Entries on locating named things
........
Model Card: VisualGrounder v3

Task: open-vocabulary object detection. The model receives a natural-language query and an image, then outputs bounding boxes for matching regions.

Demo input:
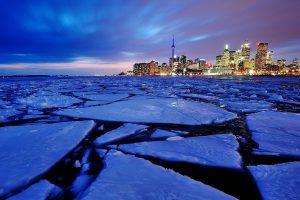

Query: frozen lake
[0,77,300,199]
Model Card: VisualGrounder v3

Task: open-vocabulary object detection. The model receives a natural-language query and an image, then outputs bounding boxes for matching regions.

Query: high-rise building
[255,42,268,70]
[266,51,273,65]
[216,55,222,67]
[222,44,230,67]
[170,34,175,67]
[241,40,250,60]
[147,60,158,76]
[233,50,242,70]
[292,58,300,67]
[179,55,186,65]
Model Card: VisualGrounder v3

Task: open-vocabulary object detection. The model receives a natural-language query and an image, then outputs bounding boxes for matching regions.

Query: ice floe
........
Work instructions> Change "natural-language query" to "text prompt" throughout all of the lines above, leaving everything else as it is. Omit the pictures from your answer.

Output>
Model Card: VisualGrounder v3

Task: open-vocabulary object detection. The model receives a text prompt and an image, then outputs bounding boxes for matching regions.

Demo input:

Query: frozen lake
[0,77,300,199]
Model Card: VisualGrounder v3

Task: open-vocabulary object detection. The model receives a text prompt and an image, then outputs bounding boxes for matching regions.

Query: high-rise building
[255,42,268,70]
[266,51,273,65]
[216,55,222,67]
[222,44,230,67]
[170,34,175,67]
[241,40,250,60]
[147,60,158,76]
[233,50,242,70]
[292,58,300,67]
[179,55,186,65]
Model Card: VisualGrounder v3

Task: open-vocabulary object detection. The model receives a text prompt and an image, then outputs bounding boxes for matching regions.

Query: ice floe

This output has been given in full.